● **WORK TO COMPLETE**: Whatever runs from the line with "If you could mark the window" to the end of the records below must be copied exactly, with nothing else included.

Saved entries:
================
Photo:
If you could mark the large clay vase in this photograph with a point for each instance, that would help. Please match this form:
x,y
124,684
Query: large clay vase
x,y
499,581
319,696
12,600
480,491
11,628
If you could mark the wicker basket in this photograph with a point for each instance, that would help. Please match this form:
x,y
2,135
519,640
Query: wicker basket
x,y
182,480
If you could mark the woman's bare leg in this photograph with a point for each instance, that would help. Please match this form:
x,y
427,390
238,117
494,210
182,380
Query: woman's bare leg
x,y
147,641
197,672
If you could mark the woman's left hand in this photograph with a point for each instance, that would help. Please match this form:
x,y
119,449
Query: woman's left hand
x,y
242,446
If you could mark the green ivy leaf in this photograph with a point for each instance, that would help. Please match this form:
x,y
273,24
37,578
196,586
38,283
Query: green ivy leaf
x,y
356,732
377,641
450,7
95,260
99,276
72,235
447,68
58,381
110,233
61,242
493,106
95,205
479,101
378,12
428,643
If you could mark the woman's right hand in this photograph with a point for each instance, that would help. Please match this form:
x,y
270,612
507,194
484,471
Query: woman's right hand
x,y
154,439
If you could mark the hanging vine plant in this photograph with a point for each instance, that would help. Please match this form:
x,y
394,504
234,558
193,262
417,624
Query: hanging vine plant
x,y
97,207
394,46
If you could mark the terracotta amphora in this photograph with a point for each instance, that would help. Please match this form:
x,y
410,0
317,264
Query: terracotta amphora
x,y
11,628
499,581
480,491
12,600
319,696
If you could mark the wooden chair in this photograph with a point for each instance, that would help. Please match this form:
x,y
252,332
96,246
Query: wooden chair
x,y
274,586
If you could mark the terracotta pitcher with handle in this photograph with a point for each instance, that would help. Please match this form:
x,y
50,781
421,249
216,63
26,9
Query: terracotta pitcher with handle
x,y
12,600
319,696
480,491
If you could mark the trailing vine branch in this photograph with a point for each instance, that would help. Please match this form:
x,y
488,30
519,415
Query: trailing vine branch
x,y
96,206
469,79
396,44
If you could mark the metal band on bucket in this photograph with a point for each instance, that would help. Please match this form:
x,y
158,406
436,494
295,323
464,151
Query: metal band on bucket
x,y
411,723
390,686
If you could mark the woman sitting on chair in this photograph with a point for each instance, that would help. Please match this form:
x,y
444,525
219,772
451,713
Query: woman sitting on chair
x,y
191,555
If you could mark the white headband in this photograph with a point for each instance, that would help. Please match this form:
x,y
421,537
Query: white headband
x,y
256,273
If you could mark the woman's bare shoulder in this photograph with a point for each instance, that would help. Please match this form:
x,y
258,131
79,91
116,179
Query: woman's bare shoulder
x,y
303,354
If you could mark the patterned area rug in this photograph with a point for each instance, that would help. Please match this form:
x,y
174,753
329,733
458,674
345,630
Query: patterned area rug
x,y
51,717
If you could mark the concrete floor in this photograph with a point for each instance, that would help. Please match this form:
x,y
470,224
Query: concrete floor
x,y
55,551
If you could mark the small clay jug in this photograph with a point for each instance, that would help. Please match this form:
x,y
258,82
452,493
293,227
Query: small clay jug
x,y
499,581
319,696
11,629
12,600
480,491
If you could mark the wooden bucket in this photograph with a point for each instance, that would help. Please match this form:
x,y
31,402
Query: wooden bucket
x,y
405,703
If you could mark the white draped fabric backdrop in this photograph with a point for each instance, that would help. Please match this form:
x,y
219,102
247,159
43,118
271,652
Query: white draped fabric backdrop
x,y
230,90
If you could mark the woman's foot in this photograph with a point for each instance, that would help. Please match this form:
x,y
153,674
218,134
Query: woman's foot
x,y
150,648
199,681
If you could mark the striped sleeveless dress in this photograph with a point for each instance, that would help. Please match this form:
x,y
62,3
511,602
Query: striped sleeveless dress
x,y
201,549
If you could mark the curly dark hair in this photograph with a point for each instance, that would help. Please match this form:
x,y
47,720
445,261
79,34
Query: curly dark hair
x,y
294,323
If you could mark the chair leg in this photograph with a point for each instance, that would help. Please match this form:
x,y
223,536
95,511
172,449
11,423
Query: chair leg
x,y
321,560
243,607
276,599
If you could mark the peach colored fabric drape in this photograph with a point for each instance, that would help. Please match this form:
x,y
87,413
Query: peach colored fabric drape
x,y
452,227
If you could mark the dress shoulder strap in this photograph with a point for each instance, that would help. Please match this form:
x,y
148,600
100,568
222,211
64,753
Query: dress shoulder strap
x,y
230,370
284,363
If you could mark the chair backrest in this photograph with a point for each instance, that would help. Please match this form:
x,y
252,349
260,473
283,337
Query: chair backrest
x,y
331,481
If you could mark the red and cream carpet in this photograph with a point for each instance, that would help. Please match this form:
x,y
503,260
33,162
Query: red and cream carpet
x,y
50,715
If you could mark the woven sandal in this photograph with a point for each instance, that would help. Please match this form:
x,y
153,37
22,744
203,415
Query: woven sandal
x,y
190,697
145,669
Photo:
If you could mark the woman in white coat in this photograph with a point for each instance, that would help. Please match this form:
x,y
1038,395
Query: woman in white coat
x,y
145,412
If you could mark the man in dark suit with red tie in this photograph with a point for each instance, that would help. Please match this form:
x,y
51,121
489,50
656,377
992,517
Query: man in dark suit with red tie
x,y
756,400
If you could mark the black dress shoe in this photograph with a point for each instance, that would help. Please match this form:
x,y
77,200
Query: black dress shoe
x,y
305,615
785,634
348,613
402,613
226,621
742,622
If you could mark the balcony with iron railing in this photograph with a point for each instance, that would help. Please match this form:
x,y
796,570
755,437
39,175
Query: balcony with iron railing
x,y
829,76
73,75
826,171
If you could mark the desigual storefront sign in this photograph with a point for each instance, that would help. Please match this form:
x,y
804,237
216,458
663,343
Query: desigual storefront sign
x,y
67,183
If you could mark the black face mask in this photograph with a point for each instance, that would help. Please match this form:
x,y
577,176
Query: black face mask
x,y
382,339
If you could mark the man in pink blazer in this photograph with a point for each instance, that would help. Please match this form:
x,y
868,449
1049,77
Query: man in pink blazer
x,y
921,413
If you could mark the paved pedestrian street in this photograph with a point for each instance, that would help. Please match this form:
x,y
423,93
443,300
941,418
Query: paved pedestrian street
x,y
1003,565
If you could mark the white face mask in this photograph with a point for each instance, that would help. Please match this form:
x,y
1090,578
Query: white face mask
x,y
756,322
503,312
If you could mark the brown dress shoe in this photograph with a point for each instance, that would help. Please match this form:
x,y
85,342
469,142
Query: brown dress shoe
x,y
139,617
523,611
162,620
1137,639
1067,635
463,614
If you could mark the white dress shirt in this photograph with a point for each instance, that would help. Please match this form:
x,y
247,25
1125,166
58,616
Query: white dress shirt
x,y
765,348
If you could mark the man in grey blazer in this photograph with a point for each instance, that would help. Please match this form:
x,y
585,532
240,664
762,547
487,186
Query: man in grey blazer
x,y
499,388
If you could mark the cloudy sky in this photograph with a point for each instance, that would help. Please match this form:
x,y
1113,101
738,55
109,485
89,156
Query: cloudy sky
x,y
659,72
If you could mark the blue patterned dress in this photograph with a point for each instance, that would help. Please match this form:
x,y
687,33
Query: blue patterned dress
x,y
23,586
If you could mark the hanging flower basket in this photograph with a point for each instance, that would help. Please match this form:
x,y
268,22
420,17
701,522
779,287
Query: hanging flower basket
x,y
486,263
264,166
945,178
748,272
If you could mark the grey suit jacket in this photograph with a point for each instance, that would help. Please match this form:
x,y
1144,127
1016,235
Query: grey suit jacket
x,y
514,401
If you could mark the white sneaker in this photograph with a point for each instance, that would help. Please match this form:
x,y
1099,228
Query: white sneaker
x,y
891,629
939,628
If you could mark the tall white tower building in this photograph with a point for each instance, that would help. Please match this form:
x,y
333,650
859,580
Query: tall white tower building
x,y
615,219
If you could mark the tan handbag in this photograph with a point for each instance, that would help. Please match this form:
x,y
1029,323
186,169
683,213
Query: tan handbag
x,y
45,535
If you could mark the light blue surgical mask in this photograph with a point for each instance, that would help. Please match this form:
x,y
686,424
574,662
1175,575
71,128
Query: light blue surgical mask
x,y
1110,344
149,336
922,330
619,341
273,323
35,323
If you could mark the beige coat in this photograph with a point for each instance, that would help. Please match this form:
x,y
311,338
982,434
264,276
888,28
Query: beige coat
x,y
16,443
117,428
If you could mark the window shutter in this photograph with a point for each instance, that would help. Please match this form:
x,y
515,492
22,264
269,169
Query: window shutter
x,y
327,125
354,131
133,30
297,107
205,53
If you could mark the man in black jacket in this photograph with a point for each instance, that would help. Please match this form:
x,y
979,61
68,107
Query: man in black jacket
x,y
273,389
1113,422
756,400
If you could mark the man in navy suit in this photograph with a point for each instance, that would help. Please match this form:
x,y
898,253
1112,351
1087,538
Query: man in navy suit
================
● **ANSWER SECTION**:
If you could mark the window shutter in this photograph with a point for each instance, that would help. Please match this form:
x,y
515,492
22,264
269,169
Query: window shutter
x,y
327,125
354,131
133,30
297,107
205,53
If you could mark the man in black jacket in this photograph with a point for each instance, that would help. Please match this form:
x,y
979,61
68,107
Query: man in black jacket
x,y
273,389
1113,422
756,400
If you could mark the man in navy suit in this photograph with a point for each instance, that would help. Please match this form:
x,y
898,253
1112,351
1087,538
Query: man in navy suit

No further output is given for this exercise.